Supplied text >>
• • • •

Boosting and Bagging: it is the technique used to generate more accurate models by ensembling multiple models together
Crisp-DM: is the cross industry standard process for data mining.  It was developed by a consortium of companies like SPSS, Teradata, Daimler and NCR Corporation in 1997 to bring the order in developing analytics models. Major 6 steps involved are business understanding, data understanding, data preparation, modeling, evaluation and deployment.
Data preparation: In analytics deployments more than 60% time is spent on data preparation. As a normal rule is garbage in garbage out. Hence it is important to cleanse and normalize the data and make it available for consumption by model.
Ensembling: is the technique of combining two or more algorithms to get more robust predictions. It is like combining all the marks we obtain in exams to arrive at final overall score. Random Forest is one such example combining multiple decision trees.
Feature selection: Simply put this means selecting only those feature or variables from the data which really makes sense and remove non relevant variables. This uplifts the model accuracy.
Gini Coefficient: it is used to measure the predictive power of the model typically used in credit scoring tools to find out who will repay and who will default on a loan.
Histogram: This is a graphical representation of the distribution of a set of numeric data, usually a vertical bar graph used for exploratory analytics and data preparation step.
Independent Variable: is the variable that is changed or controlled in a scientific experiment to test the effects on the dependent variable like effect of increasing the price on Sales.
Jubatus: This is online Machine Learning Library covering Classification, Regression, Recommendation (Nearest Neighbor Search), Graph Mining, Anomaly Detection, Clustering
KNN: K nearest neighbor algorithm in  Machine Learning used for classification problems based on distance or similarity between data points.
Lift Chart: These are widely used in campaign targeting problems, to determine which decile can we target customers for a specific campaign. Also, it tells you how much response you can expect from the new target base.
Model: There are more than 50+ modeling techniques like regressions, decision trees, SVM, GLM, Neural networks etc present in any technology platform like SAS Enterprise miner, IBM SPSS or R. They are broadly categorized under supervised and unsupervised methods into classification, clustering, association rules.
Neural Networks: These are typically organized in layers made up by nodes and mimic the learning like brain does. Today  Deep Learning is emerging field based on deep neural networks.

• • • •

Exercise tasks >>
- 1) Copy the passage in the analytics glossary starting at "Data preparation: In" and ending at "multiple decision trees.".
- 2) List the major steps of Crisp-DM named in the analytics glossary.

Point localization data:
• • • •

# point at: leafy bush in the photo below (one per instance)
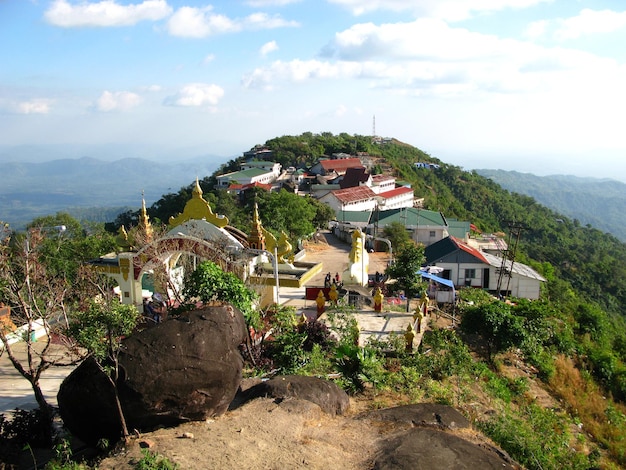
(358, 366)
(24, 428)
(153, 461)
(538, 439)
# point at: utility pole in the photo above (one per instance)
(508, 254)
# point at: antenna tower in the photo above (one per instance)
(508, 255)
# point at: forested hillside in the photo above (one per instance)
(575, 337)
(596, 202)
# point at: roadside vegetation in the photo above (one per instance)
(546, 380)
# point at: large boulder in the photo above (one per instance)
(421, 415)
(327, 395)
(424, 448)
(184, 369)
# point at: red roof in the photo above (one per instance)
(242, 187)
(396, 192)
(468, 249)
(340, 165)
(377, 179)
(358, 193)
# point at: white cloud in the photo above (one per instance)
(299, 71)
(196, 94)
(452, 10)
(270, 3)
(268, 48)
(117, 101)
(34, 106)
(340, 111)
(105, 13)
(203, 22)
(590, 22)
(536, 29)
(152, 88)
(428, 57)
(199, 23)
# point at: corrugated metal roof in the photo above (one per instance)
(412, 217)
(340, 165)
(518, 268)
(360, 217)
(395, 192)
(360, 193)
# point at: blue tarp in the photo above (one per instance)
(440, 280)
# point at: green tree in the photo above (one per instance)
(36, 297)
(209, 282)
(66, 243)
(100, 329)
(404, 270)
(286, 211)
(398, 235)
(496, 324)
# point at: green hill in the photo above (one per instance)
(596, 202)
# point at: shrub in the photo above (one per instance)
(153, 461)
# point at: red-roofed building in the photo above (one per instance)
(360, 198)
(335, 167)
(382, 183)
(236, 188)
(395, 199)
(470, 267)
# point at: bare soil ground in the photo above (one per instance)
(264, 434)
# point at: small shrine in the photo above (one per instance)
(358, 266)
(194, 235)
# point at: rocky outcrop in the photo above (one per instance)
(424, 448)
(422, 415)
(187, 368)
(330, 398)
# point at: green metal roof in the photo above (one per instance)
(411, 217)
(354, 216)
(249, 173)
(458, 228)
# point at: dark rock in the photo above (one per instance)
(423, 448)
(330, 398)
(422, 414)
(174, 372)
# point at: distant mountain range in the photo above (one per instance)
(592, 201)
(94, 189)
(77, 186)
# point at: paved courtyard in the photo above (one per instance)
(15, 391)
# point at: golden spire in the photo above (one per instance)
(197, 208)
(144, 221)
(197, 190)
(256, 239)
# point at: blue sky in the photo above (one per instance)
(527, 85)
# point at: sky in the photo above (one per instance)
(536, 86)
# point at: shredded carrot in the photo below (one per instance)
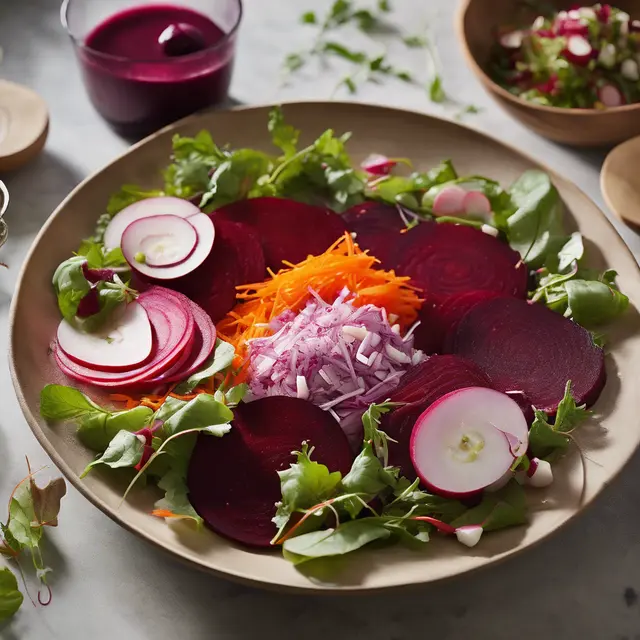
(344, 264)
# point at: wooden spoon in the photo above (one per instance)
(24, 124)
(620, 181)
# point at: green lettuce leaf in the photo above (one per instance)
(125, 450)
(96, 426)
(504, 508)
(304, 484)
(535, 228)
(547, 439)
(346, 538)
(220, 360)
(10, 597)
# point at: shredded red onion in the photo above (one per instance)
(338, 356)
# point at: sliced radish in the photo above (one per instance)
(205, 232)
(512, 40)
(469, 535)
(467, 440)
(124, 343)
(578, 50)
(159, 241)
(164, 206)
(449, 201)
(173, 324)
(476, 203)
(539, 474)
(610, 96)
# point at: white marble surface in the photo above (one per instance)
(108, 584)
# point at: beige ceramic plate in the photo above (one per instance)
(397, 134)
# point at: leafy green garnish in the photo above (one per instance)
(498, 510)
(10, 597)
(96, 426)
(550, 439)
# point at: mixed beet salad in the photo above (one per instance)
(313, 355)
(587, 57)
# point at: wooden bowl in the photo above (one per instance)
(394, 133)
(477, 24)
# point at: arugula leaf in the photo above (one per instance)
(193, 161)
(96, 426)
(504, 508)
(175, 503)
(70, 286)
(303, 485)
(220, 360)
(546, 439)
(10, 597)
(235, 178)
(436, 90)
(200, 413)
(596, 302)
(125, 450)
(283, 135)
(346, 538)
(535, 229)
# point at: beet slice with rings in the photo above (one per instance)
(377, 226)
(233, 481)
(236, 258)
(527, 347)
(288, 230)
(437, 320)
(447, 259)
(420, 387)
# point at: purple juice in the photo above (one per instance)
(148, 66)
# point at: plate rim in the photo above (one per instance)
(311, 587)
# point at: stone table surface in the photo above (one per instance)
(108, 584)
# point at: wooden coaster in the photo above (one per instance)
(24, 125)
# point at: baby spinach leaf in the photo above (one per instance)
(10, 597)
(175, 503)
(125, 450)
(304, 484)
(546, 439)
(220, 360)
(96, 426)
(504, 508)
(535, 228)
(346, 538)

• • • •

Exercise solutions >>
- 1)
Data preparation: In analytics deployments more than 60% time is spent on data preparation. As a normal rule is garbage in garbage out. Hence it is important to cleanse and normalize the data and make it available for consumption by model.
Ensembling: is the technique of combining two or more algorithms to get more robust predictions. It is like combining all the marks we obtain in exams to arrive at final overall score. Random Forest is one such example combining multiple decision trees.

- 2) Business understanding, data understanding, data preparation, modeling, evaluation, deployment